[Entries for pointing to named objects]
┄┄┄┄┄┄┄┄┄┄

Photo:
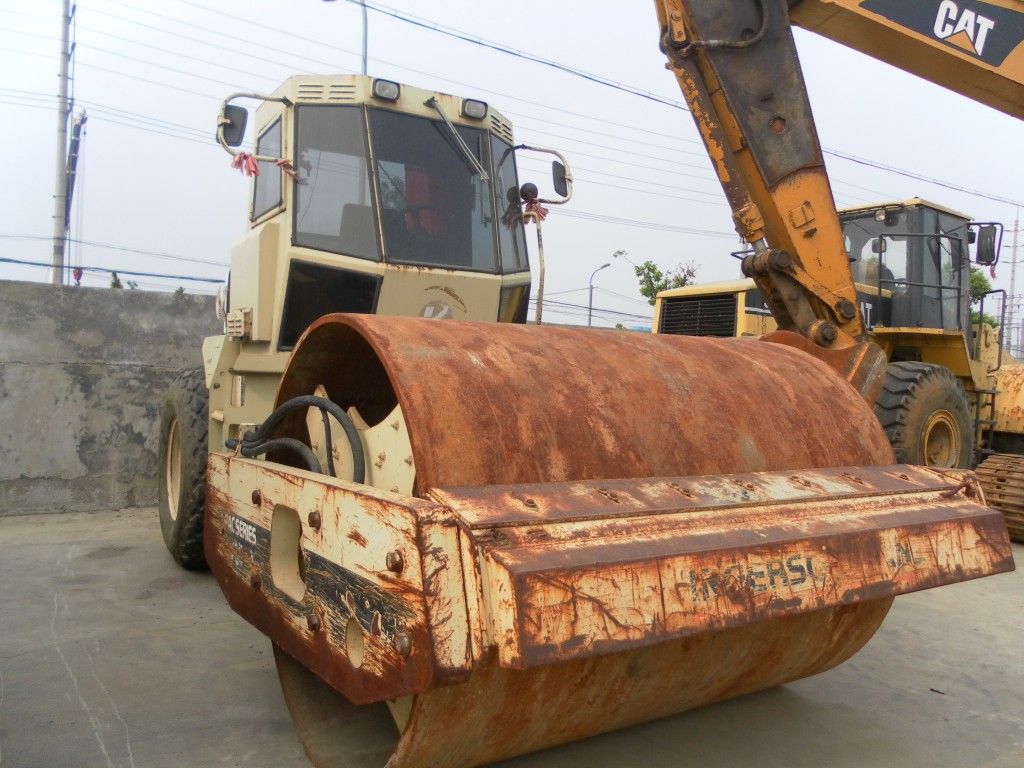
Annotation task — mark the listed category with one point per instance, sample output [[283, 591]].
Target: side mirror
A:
[[232, 126], [987, 252], [559, 178]]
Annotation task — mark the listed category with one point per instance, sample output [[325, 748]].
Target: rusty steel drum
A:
[[593, 529], [501, 403]]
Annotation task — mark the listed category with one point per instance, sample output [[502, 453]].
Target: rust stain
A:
[[356, 537]]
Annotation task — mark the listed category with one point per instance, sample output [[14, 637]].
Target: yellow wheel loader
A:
[[468, 540], [948, 398]]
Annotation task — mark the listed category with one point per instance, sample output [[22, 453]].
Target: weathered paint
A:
[[569, 483]]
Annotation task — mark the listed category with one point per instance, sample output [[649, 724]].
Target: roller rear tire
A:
[[181, 485], [924, 411]]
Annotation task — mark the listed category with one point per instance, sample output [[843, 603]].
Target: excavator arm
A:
[[737, 67]]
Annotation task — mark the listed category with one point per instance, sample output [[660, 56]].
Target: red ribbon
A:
[[537, 209], [246, 163]]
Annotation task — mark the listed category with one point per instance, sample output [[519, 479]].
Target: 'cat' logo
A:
[[980, 29], [966, 29]]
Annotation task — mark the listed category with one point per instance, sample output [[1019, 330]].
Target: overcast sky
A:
[[152, 75]]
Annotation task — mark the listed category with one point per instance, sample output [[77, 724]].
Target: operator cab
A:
[[911, 263], [375, 197]]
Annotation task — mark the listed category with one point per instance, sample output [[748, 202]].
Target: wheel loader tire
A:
[[181, 485], [924, 412]]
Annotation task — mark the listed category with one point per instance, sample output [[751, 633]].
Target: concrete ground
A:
[[111, 655]]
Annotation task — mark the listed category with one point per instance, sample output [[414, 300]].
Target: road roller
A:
[[470, 540]]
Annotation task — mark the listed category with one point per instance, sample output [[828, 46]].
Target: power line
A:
[[126, 249], [909, 174], [119, 271]]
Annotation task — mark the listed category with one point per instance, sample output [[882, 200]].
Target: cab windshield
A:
[[914, 260], [435, 210]]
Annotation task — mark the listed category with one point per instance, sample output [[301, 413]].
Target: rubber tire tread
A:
[[911, 392], [187, 400]]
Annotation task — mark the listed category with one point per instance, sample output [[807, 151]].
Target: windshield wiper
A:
[[469, 157]]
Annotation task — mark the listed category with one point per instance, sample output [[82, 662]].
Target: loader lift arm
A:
[[737, 67]]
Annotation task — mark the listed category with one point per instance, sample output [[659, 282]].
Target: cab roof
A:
[[911, 203]]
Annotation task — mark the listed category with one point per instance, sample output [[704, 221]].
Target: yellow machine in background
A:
[[910, 262]]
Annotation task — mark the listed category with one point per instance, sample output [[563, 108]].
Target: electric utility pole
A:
[[60, 185]]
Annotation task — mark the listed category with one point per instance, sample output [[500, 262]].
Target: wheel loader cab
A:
[[911, 264]]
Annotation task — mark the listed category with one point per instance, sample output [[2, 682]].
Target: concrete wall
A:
[[82, 378]]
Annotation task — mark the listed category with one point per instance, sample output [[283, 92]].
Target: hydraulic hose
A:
[[259, 440]]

┄┄┄┄┄┄┄┄┄┄

■ **AIM**
Rewrite all the entries above, changing every "wheel loader" to "front loader" and keeping everything else the same. Leave out the pictures.

■ **CORRECT RESPONSE**
Photo:
Annotation task — mark the listed category with one point per instance, sample output [[283, 591]].
Target: side mirror
A:
[[232, 126], [987, 252], [559, 178]]
Annotation task — mark the listed category with one point per instance, sample output [[325, 748]].
Target: rusty steel drum
A:
[[593, 529], [501, 403]]
Annotation task — mark the listed category with one point per instance, sample output [[502, 453]].
Target: rust stain
A:
[[356, 537]]
Annotation task — mark the listed category with one point per instance, sample output [[14, 637]].
Target: yellow front loader
A:
[[468, 540], [948, 398]]
Annotation task — mark the listed category with one point per instance, sample output [[22, 453]].
Target: weathered paint
A:
[[569, 483]]
Annotation task — mark the listed category with one point per instance, sample output [[649, 724]].
Target: roller rear tire
A:
[[181, 485], [924, 411]]
Annotation task — mark the listed category with one point per instance, sample output [[843, 603]].
Target: excavator arm
A:
[[737, 67]]
Annotation task — mark the listed category with one point per instance, sample output [[660, 56]].
Target: red ribbon
A:
[[537, 209], [246, 163]]
Annotation task — mark the listed category with one point per instance, sample output [[519, 479]].
Target: 'cat' logo
A:
[[980, 29], [966, 29]]
Annotation task — mark the listed category with one point per instance, sample output [[1019, 330]].
Target: overcast sky
A:
[[152, 75]]
Annotation task — mark the listed category with one point per instance, sample output [[77, 724]].
Target: operator cab
A:
[[911, 263], [375, 197]]
Annotation task — mark the listed category with one point per instance, sample output [[748, 202]].
Target: front loader tire
A:
[[181, 485], [924, 412]]
Annotation task — mark the listed category with one point per instance, sample output [[751, 633]].
Target: concrete ground
A:
[[111, 655]]
Annotation task — mark the listed category with one point per instance, sample output [[414, 300]].
Target: road roller
A:
[[470, 540]]
Annotation task — mark the listed category with one point per instance, sample output [[828, 46]].
Target: power line
A:
[[126, 249], [909, 174], [119, 271]]
Annotation task — mark the listed category with one point per instance, sample output [[882, 200]].
Target: cab windshield
A:
[[914, 260], [435, 210]]
Annotation task — mark the listed category with one point per instance, sample output [[301, 413]].
Target: rubber tire tread
A:
[[911, 392], [187, 400]]
Annotation task — mark the listed category with one point per instance, sample output [[807, 151]].
Target: windshield wiper
A:
[[469, 157]]
Annotation task — mark the listed category with one point per instance, sample output [[82, 662]].
Target: loader lift arm
A:
[[737, 67]]
Annotation task — mark the listed category with one point per instance, sample output [[659, 282]].
Target: cab roof
A:
[[911, 203]]
Annotation task — mark the listed category with one point per instance, sample output [[704, 221]].
Target: yellow machine in background
A:
[[910, 262]]
Annotation task — mark the listed category with one point per instance, sample output [[563, 108]].
Target: electric utility pole
A:
[[60, 185]]
Annotation task — mark the listed category with one point per instance, sample output [[500, 262]].
Target: front loader cab
A:
[[911, 264]]
Annotation task — mark the listed category with one point per instance, sample output [[2, 682]].
Target: concrete wall
A:
[[82, 378]]
Annotation task — mark the listed category with one point per instance, sample output [[283, 92]].
Target: hydraulic hose
A:
[[259, 440]]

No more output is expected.